■ **Okuma metni**:
————

Bu konudaki açıklamalara vakıf olduğumuzda, her sene tekrarlanan Ramazan hilalinin görülmesi tartışmaları karşısında doğru bir tutum sergileyebiliriz. Önce Ayetullah Sistani’nin resmi sitesindeki fetvasına bakalım. Ramazan ayı olduğunu bilmeden müstehap, kaza, adak gibi başka bir oruca niyet eden kişi hakkında şöyle demektedir.
“Kaza veya keffaret orucu tutmak isteyen kimse, bunu niyetinde belirtmelidir. Meselâ, “Kaza orucu” veya “Keffaret orucu tutuyorum.” şeklinde niyet etmelidir. Fakat Ramazan’da, “Ramazan ayının orucunu tutmaya niyet ettim.” diye niyet etmesi gerekmez. Hatta ramazan ayı olduğunu bilmeyen veya unutan birisi, başka bir oruca niyet etmiş olsa dahi, tutmuş olduğu oruç ramazan orucu yerine geçer.”
Demek ki Ramazan ayı olduğunu bilmeyen kimse başka bir oruca niyet etse de orucu Ramazan yerine geçer. Tıpkı İstanbul uçağına binip de ben Van’a gidiyorum diyen kimsenin sözünün bir karşılığının olmaması gibi. Hanefi mezhebinde de aynı yönde fetva verilmiştir.
Ramazan ayı olduğunu bilen kişinin durumu farklıdır.
“Bir kimse, ramazan ayı olduğunu bildiği hâlde başka bir oruca niyet ederse, tuttuğu oruç sayılmaz. Kurbet kastıyla çelişmesi halinde ramazan orucuna da sayılmaz. Hatta ihtiyat gereği kurbet kastıyla çelişmese dahi ramazan orucuna sayılmaz.” Hanefiler bu noktada farklı düşünmektedirler.

————

■ **Kayıt kümesi**:
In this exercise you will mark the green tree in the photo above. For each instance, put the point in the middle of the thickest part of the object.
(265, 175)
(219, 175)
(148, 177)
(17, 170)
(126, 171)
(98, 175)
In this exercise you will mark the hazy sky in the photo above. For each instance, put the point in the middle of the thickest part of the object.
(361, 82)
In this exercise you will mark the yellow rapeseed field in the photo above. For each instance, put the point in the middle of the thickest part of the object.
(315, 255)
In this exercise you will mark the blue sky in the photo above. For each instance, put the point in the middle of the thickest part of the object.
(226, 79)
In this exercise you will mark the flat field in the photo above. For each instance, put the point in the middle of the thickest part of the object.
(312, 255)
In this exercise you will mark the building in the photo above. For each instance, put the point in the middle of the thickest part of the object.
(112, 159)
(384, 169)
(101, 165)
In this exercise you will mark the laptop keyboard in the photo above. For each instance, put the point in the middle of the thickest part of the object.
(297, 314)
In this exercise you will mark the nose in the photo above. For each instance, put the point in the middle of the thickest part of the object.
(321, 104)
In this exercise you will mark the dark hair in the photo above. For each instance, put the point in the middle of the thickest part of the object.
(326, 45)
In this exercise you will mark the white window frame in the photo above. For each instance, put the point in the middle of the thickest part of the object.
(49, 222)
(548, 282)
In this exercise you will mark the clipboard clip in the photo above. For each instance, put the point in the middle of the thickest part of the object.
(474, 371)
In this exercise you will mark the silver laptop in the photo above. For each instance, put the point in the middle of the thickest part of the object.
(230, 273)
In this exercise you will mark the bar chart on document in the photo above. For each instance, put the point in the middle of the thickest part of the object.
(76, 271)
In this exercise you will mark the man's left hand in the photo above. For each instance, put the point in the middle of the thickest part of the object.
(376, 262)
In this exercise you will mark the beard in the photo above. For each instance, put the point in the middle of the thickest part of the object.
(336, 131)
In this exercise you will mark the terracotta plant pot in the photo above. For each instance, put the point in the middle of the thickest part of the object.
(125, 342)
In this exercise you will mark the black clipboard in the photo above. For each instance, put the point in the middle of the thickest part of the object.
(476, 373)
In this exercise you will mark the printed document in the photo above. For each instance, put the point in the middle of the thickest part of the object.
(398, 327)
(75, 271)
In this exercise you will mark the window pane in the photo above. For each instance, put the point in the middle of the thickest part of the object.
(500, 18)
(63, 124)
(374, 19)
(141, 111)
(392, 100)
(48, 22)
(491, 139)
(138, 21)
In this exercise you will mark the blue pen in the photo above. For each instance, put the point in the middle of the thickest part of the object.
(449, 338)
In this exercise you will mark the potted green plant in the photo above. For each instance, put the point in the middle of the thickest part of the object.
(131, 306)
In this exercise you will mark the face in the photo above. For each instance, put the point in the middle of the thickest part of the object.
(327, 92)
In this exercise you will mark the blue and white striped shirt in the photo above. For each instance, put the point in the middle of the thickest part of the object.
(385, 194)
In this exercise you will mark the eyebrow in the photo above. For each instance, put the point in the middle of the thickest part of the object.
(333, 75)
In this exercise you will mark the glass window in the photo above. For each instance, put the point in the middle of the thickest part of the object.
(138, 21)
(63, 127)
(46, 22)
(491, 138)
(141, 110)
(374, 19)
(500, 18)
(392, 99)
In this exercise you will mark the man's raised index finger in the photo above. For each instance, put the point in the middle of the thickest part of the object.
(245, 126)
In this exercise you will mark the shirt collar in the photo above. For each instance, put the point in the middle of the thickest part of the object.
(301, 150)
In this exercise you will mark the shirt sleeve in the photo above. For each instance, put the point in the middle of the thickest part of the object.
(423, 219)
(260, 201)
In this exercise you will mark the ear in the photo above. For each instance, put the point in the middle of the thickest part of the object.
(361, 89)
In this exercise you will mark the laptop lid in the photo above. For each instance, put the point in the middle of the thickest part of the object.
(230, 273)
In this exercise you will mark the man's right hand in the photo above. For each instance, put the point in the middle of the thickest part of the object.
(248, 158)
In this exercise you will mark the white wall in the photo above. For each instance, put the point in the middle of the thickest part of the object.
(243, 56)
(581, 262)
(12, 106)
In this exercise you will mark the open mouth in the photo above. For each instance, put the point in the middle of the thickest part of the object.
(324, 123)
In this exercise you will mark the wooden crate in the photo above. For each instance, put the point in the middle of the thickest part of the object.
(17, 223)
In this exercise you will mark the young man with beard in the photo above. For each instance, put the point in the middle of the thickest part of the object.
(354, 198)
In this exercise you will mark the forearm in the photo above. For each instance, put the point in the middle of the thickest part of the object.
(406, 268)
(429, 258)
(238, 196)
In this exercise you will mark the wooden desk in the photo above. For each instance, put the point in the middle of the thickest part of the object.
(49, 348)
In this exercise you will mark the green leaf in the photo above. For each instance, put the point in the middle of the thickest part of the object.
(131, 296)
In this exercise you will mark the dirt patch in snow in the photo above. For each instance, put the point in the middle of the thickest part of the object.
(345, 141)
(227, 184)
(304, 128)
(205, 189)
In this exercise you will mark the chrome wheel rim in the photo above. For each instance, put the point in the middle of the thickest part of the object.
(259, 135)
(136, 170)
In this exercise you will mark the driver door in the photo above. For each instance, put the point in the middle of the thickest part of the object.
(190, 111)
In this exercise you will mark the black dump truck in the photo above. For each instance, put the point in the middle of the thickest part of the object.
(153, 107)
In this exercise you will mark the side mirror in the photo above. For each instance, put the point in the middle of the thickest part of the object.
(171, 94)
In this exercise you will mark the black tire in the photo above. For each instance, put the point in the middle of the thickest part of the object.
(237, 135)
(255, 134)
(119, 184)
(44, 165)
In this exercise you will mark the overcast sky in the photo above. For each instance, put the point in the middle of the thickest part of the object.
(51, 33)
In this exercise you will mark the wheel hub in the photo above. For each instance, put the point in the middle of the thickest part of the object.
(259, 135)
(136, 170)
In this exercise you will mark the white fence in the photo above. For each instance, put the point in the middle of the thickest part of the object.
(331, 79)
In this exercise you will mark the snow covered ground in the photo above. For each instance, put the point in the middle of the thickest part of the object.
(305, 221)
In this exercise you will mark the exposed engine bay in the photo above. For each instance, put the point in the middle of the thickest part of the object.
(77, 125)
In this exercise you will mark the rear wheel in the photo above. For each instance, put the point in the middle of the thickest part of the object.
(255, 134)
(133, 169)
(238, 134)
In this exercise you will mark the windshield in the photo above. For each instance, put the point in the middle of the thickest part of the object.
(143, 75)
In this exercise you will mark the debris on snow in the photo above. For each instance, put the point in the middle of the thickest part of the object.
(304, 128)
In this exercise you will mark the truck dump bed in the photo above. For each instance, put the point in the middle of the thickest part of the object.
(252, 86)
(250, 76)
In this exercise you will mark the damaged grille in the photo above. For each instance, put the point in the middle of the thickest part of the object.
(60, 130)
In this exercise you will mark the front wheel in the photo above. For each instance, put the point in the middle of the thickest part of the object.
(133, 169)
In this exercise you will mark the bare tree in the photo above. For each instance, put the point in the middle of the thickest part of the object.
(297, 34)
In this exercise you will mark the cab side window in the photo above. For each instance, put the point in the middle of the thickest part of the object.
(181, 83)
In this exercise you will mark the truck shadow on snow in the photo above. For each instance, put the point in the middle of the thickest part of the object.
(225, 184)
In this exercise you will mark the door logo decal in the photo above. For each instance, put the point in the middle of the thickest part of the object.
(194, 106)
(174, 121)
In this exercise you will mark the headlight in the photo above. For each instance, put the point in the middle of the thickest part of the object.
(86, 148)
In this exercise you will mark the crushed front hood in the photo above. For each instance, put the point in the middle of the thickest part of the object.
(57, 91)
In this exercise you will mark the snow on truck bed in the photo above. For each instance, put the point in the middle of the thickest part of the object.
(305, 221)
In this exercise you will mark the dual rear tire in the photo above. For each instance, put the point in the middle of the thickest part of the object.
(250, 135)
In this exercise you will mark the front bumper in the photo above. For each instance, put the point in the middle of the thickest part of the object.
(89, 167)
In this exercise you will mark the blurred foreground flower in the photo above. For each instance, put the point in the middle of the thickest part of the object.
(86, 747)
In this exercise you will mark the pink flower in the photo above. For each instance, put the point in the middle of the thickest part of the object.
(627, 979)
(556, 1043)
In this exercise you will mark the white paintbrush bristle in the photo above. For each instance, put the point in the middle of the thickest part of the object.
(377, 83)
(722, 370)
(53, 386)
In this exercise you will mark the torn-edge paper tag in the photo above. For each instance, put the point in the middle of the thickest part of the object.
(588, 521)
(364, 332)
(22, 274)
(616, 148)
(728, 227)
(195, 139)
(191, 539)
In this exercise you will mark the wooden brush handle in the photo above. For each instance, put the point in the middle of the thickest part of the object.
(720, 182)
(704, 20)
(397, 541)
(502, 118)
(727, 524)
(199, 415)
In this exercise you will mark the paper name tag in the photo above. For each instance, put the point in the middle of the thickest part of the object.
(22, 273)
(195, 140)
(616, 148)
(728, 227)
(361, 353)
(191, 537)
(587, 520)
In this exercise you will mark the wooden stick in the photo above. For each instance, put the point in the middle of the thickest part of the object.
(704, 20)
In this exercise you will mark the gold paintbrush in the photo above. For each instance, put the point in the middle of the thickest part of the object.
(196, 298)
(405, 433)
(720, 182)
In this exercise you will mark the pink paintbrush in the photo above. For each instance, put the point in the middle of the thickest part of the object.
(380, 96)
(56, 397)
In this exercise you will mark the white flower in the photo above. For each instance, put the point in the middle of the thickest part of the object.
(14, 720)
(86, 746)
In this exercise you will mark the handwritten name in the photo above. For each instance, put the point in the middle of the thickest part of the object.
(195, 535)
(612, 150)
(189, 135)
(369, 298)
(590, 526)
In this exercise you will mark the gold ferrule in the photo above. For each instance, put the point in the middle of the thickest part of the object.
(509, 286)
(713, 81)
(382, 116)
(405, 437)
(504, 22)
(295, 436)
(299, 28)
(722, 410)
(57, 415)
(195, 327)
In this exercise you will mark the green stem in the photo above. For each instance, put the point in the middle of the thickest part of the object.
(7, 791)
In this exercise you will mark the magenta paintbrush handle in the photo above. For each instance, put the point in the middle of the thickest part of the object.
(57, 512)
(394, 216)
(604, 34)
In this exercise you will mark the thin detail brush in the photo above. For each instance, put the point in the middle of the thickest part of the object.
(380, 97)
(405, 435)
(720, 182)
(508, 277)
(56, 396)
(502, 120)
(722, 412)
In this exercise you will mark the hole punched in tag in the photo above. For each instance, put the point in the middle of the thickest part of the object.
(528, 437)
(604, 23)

————

■ **Görevler**:
A) Ramazan orucunda niyet konusundaki metnin "Demek ki Ramazan" sözleriyle başlayıp "yönde fetva verilmiştir." sözlerine kadar süren bölümünü olduğu gibi yeniden yazın.
B) Ramazan orucunda niyet konusundaki metne göre aşağıdaki soruları yanıtlayın.
(i) Resmi sitesindeki fetvası aktarılan kişi kimdir?
(ii) Kaza veya keffaret orucu tutmak isteyen kişinin niyetini nasıl dile getirmesi gerektiği söylenir?
(iii) Ramazan ayı olduğunu bilmeyen kişi konusunda hangi mezhepte de aynı yönde fetva verildiği belirtilir?
C) Ramazan orucunda niyet konusundaki metni, son cümlesinden sonra gelecek bölümü yazarak tamamlayın.

■ **Yanıtlar**:
A)
Demek ki Ramazan ayı olduğunu bilmeyen kimse başka bir oruca niyet etse de orucu Ramazan yerine geçer. Tıpkı İstanbul uçağına binip de ben Van’a gidiyorum diyen kimsenin sözünün bir karşılığının olmaması gibi. Hanefi mezhebinde de aynı yönde fetva verilmiştir.

B)
(i) Ayetullah Sistani
(ii) "Kaza orucu" veya "Keffaret orucu tutuyorum." şeklinde, tuttuğu orucu niyetinde belirterek
(iii) Hanefi mezhebinde

C)
Ramazan orucu için mutlak niyetin yeterli olduğunu savunmada en ileri giden Ebu Hanife’dir. Ona göre Ramazan ayı olduğunu bilse bile başka bir oruca niyet edenin orucu Ramazan orucuna sayılır. Ebû Hanife’ye göre “Ramazan’da mutlak orucu kast etmek yeterlidir. Hatta eğer kişi yolcu değilse, bir başka orucu da kastetse, yine Ramazan orucu yerine geçer. Ancak eğer yolcu ise -kendisine Ramazan’da oruç tutmak vacip olmadığı için- niyet ettiği oruç ne ise o olur.” demiştir.
Niyetle ilgili açıklamaların hilalin görünüp görünmemesi tartışmalarıyla alakası nedir?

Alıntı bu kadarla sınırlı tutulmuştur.